» Text segment
────────
The Automotive Retailers Association of BC (ARA) advocates for professional standards and fair treatment for automotive industry workers, including tow truck operators. The association is calling on the government to take the incident as a stern warning, and take enforcement of the “slow down and move over” legislation more seriously.
“We are so grateful the tow truck driver and other motorists were not more seriously injured,” said the ARA’s president and CEO, Ken McCormack. “In many cases, these accidents can end in the death of roadside workers and public motorists.”
In the last decade, roadside workers, many of whom are towing and recovery operators, suffered 15 deaths and 223 injuries from being hit by a motor vehicle on or beside the road. In most cases, these accidents are easily preventable.
The ARA has partnered with Worksafe BC to develop its own training and operator certification programs. The association is also a member of the Road Safety Work Zone Alliance and a supporter of the Cone Zone media campaign.
Although the Slow Down and Move Over messaging is gaining public recognition, McCormack and the ARA contend that not enough is being done in time to ensure today’s tow truck drivers can respond to roadside recoveries without risking their lives.
The association is asking for stricter enforcement and steeper penalties for drivers who fail to follow the legislation in place to ensure the safety of roadside workers.
McCormack hopes this latest incident on the Coquihalla will serve as a wake up call.
“How many more people have to be injured or killed before the authorities will decide to act?”
────────
» Data entries
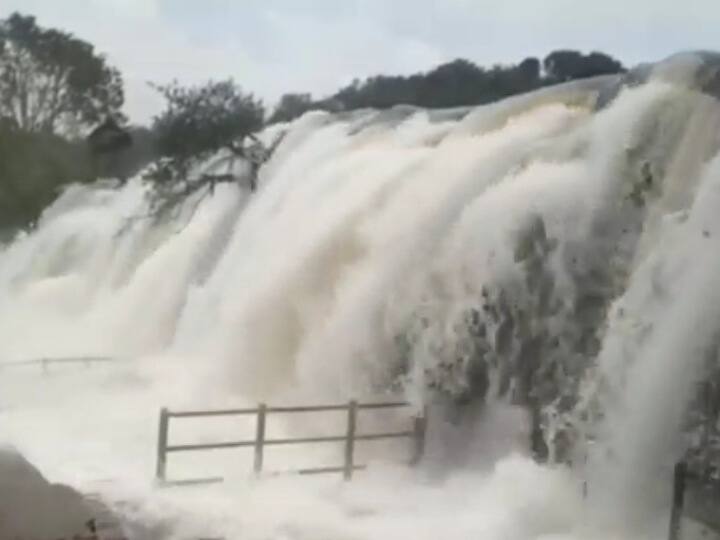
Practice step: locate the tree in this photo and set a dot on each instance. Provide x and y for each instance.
(51, 80)
(567, 65)
(201, 120)
(292, 106)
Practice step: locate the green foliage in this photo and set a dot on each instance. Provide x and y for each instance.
(52, 81)
(291, 106)
(33, 169)
(454, 84)
(200, 120)
(566, 65)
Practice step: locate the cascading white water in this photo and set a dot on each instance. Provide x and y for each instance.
(352, 273)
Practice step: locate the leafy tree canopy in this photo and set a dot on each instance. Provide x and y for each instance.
(51, 81)
(200, 120)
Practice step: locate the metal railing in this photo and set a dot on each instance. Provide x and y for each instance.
(46, 363)
(416, 434)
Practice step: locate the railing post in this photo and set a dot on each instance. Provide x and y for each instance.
(162, 445)
(419, 433)
(679, 474)
(260, 437)
(350, 440)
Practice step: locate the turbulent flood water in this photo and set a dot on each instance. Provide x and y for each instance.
(542, 273)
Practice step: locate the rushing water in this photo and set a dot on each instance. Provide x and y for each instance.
(551, 261)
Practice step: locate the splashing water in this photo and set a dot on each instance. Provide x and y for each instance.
(555, 254)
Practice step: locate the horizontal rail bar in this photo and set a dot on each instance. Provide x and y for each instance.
(277, 442)
(305, 440)
(309, 408)
(193, 481)
(378, 436)
(324, 470)
(218, 412)
(388, 405)
(209, 446)
(73, 359)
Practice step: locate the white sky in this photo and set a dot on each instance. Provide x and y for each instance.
(276, 46)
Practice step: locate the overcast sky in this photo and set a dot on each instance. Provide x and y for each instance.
(276, 46)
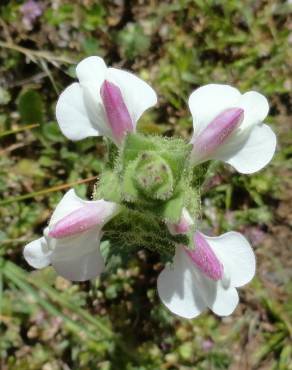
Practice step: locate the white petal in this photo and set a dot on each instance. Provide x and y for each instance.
(95, 109)
(84, 268)
(93, 70)
(256, 153)
(256, 108)
(72, 115)
(222, 301)
(37, 253)
(69, 203)
(178, 289)
(78, 258)
(236, 255)
(225, 300)
(137, 94)
(208, 101)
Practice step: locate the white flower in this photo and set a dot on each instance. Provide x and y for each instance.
(71, 240)
(228, 126)
(106, 101)
(207, 276)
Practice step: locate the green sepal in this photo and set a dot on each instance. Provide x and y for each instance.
(132, 230)
(174, 151)
(108, 187)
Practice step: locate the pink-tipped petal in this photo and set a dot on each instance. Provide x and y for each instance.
(205, 259)
(216, 133)
(116, 110)
(78, 221)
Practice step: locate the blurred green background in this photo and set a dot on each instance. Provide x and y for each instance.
(117, 322)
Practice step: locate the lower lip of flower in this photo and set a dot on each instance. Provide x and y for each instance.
(217, 132)
(205, 259)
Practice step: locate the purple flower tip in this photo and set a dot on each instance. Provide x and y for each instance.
(205, 259)
(30, 11)
(217, 132)
(117, 113)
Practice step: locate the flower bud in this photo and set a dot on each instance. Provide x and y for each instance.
(205, 259)
(116, 111)
(183, 226)
(153, 176)
(216, 133)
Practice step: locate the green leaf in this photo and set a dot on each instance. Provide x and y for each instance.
(30, 107)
────────
» Requirements
**A)** Print the portion of the text on roadside worker safety that begins at the words "The Automotive Retailers" and stops after the words "legislation more seriously.".
**B)** Answer these questions using the text on roadside worker safety:
(i) Who serves as the ARA's president and CEO?
(ii) How many deaths and injuries did roadside workers suffer in the last decade from being hit by a motor vehicle?
(iii) With which organization did the ARA partner to develop its training and operator certification programs?

» Answers for this exercise
**A)**
The Automotive Retailers Association of BC (ARA) advocates for professional standards and fair treatment for automotive industry workers, including tow truck operators. The association is calling on the government to take the incident as a stern warning, and take enforcement of the “slow down and move over” legislation more seriously.

**B)**
(i) Ken McCormack
(ii) 15 deaths and 223 injuries
(iii) Worksafe BC